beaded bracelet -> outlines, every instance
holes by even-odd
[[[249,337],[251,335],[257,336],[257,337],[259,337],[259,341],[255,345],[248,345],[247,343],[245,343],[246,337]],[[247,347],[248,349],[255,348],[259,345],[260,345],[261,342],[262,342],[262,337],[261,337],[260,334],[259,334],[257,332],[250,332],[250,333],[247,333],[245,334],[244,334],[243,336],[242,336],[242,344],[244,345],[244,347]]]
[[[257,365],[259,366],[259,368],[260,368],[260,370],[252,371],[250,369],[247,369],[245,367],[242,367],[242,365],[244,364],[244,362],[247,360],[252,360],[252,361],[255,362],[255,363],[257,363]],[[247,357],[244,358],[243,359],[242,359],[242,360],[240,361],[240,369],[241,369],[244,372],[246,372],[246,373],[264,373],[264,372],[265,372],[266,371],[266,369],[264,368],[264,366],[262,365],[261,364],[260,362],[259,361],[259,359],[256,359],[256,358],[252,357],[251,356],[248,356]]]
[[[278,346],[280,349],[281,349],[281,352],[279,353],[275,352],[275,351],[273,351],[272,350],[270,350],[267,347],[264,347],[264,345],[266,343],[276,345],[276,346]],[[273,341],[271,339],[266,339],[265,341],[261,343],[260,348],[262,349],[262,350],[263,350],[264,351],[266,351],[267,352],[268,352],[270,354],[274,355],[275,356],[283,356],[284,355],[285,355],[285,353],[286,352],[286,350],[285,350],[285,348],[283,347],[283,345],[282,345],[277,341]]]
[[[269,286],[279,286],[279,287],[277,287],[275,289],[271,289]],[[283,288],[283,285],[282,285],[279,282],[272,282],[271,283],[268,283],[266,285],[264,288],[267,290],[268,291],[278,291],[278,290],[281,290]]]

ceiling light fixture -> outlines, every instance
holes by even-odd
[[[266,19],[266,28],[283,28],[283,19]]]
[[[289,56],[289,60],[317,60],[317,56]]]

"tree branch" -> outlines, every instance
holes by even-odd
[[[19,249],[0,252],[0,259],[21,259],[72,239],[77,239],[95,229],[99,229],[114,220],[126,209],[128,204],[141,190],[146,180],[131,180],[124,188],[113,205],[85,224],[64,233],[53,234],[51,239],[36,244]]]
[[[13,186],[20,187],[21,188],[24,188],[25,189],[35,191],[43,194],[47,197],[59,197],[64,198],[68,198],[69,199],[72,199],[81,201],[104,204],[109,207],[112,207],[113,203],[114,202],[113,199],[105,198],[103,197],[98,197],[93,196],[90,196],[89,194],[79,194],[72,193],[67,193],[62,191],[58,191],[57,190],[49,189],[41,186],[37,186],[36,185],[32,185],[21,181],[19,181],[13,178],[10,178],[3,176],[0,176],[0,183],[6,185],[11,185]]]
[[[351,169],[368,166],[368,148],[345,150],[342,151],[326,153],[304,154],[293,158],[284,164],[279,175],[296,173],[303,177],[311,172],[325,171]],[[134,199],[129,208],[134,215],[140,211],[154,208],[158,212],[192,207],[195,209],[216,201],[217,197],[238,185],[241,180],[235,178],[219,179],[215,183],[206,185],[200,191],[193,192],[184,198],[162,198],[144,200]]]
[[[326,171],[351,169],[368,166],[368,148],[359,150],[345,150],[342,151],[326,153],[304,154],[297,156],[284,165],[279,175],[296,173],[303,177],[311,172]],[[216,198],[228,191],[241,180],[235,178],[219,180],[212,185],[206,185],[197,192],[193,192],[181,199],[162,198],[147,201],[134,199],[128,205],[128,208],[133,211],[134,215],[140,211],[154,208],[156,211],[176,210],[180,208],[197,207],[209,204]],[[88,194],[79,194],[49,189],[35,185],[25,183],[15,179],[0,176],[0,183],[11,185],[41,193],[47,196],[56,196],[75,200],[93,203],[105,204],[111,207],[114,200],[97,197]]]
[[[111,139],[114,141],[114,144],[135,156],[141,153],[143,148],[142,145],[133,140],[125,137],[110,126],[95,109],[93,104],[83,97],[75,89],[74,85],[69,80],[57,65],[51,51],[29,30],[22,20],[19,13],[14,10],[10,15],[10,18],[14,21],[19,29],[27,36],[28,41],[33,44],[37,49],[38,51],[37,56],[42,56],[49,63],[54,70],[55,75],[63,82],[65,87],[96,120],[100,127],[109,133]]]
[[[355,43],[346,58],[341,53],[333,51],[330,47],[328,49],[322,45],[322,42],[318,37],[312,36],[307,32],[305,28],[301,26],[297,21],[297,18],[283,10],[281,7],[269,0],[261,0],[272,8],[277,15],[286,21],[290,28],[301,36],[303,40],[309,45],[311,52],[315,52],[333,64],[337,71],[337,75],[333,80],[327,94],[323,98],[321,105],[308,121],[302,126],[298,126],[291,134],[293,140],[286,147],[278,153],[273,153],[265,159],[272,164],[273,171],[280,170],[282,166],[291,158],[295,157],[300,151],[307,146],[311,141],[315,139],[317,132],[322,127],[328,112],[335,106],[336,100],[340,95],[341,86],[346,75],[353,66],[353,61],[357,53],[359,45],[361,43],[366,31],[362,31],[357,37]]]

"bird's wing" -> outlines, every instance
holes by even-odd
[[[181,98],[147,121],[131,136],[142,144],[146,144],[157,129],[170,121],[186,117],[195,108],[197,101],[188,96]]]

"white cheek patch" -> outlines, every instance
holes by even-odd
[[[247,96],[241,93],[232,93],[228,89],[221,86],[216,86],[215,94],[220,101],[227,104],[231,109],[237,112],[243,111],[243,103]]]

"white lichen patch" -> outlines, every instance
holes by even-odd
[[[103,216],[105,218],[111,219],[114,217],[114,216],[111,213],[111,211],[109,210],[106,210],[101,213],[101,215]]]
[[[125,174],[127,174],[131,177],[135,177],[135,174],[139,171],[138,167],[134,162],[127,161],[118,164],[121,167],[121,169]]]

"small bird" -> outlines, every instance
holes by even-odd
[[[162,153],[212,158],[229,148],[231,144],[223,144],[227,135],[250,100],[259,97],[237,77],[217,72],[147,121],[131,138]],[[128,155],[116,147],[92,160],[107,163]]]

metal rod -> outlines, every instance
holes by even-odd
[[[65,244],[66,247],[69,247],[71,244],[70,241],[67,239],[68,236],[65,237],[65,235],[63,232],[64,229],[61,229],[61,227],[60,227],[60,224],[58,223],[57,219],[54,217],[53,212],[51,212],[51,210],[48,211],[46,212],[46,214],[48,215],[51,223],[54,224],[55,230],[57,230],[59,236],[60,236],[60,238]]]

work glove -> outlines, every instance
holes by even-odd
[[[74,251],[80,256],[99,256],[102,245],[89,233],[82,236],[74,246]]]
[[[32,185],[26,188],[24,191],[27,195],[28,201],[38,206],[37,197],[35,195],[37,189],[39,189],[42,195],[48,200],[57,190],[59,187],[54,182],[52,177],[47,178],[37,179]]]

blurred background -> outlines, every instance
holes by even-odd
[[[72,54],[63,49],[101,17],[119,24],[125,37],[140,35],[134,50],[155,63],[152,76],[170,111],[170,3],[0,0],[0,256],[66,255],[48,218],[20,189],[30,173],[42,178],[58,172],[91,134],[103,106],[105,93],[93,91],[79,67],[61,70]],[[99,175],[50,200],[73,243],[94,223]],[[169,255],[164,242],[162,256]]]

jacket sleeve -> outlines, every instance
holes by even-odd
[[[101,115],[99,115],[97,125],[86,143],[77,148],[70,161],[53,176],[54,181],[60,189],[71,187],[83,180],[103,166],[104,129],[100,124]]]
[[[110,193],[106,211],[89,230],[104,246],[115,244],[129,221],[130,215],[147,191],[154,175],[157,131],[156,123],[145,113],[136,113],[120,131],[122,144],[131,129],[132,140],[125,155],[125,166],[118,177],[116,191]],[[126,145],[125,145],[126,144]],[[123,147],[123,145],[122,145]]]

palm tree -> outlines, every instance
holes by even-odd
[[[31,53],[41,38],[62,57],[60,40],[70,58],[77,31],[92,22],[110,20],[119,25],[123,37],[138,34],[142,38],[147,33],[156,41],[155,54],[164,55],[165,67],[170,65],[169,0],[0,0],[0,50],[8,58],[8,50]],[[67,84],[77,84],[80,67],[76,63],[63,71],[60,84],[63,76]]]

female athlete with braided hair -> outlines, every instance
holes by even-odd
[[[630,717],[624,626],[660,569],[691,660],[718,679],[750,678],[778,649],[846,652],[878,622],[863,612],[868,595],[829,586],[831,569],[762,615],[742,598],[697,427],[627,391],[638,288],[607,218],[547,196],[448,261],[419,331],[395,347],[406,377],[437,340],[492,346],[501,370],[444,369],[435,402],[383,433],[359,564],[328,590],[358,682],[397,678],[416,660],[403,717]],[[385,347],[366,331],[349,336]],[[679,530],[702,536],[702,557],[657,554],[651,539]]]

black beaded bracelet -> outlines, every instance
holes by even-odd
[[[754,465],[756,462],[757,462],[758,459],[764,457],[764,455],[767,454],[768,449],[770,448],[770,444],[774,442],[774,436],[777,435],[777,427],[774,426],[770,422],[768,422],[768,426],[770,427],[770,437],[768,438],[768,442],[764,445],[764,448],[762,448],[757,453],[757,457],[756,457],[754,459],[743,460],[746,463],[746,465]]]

◇ ◇ ◇

Pick out every line of the material above that contains the word "beaded". Matching is case-sensitive.

_Right answer_
beaded bracelet -> outlines, every instance
black beaded bracelet -> outlines, every instance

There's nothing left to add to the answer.